Stated exercise A:
Update the passage on Tel Kabri from "Finds to date" up to and including "the ancient settlement." by replacing "aqueduct" with "water channel", and write out that part in full.

Text segment:
Tel Kabri is one of the largest Bronze Age cities uncovered in Israel. It spreads over an area of 80 acres in the western Galilee 5 km east of the modern town of Nahariya (map ref. 1632-2681). The most prominent feature of this important multi-period site is the rampart surrounding it.

 



Finds to date include:

  • Pottery Neolithic occupation levels that contain traces of buildings, a single burial, polished stone axes, flint implements, and sherds typical of the Wadi Rabah culture
  • Rectilinear and curvilinear buildings and tombs of the Early Bronze Age I–II
  • Private homes, tombs, a fortification system, and the palace of the local ruler from the Middle Bronze Age (after which it was apparently abandoned), built in typical Canaanite style and decorated with a plaster floor and wall paintings in Minoan style
  • Iron Age remains of a Phoenician city founded in the 10th century BCE and a casemate wall attributed to the 9th–8th centuries BCE
  • Remains from the Hellenistic period, including an aqueduct
  • Settlement remains from the Roman to Ottoman periods, when the local inhabitants preferred to live on the hill to the northeast of the ancient settlement.

Material supplied:
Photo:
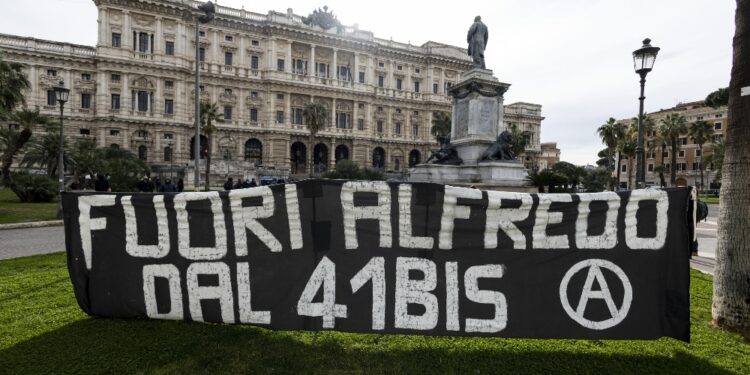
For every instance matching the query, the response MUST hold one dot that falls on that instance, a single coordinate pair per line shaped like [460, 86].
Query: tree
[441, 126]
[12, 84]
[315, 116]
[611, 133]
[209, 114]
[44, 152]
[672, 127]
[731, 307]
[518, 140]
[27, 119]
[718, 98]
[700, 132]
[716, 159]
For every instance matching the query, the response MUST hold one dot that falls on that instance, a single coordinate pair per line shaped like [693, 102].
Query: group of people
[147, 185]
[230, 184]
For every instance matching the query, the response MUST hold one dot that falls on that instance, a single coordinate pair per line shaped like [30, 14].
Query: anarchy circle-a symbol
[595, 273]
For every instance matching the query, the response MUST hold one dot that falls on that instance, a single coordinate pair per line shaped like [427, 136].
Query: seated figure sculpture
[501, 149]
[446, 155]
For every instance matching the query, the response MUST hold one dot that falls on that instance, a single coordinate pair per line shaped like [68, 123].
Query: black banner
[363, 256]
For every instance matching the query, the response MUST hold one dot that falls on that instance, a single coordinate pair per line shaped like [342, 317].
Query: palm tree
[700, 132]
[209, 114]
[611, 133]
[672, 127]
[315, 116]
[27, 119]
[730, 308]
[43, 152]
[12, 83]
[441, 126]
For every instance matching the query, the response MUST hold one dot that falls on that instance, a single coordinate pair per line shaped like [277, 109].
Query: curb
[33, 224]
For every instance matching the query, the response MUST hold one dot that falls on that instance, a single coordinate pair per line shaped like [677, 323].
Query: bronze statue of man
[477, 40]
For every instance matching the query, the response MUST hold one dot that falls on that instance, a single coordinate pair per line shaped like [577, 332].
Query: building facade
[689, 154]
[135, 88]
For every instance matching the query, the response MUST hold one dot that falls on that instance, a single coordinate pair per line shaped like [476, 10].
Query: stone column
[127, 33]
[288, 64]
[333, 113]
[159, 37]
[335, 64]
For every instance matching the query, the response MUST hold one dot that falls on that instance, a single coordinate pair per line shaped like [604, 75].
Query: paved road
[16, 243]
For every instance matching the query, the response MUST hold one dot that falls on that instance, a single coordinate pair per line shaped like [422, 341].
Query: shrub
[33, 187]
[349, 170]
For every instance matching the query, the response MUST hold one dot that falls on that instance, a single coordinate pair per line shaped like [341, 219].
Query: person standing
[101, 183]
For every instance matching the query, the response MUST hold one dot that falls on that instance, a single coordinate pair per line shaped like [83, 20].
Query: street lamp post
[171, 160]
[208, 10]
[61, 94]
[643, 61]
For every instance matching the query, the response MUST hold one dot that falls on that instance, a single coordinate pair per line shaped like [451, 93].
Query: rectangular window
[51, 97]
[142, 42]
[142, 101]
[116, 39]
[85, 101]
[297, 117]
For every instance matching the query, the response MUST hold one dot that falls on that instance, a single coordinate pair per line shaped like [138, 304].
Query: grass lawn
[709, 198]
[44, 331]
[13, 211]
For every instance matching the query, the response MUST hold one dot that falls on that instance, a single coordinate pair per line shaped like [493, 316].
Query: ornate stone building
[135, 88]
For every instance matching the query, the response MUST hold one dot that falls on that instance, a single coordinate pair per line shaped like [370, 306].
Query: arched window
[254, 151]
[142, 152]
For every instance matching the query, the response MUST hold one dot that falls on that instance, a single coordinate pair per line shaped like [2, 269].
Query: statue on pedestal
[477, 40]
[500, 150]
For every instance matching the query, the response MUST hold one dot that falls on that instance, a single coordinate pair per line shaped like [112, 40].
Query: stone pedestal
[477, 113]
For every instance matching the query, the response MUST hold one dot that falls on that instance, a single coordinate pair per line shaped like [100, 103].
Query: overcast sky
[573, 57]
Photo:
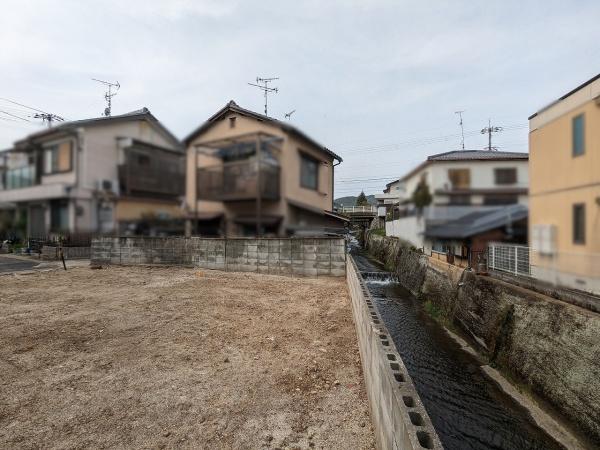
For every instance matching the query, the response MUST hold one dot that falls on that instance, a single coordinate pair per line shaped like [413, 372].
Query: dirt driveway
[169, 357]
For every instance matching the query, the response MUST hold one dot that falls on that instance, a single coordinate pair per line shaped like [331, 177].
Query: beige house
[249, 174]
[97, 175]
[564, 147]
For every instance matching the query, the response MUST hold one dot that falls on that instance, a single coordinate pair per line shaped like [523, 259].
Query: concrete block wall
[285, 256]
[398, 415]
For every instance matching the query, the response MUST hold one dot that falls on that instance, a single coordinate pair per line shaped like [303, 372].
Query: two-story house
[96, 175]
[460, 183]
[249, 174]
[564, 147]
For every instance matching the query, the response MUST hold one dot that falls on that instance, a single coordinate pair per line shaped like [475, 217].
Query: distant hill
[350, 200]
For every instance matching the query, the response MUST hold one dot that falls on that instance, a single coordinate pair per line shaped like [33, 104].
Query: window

Stated exercise B:
Show every line of the entries that contains the word "house".

Exercise result A:
Finds to date include:

  • Pottery Neolithic occupation levels that contain traces of buildings, a single burial, polished stone axes, flint implements, and sherds typical of the Wadi Rabah culture
  • Rectilinear and curvilinear buildings and tombs of the Early Bronze Age I–II
  • Private homes, tombs, a fortification system, and the palace of the local ruler from the Middle Bronze Age (after which it was apparently abandoned), built in typical Canaanite style and decorated with a plaster floor and wall paintings in Minoan style
  • Iron Age remains of a Phoenician city founded in the 10th century BCE and a casemate wall attributed to the 9th–8th centuries BCE
  • Remains from the Hellenistic period, including an water channel
  • Settlement remains from the Roman to Ottoman periods, when the local inhabitants preferred to live on the hill to the northeast of the ancient settlement.

Exercise result B:
Query: beige house
Query: two-story house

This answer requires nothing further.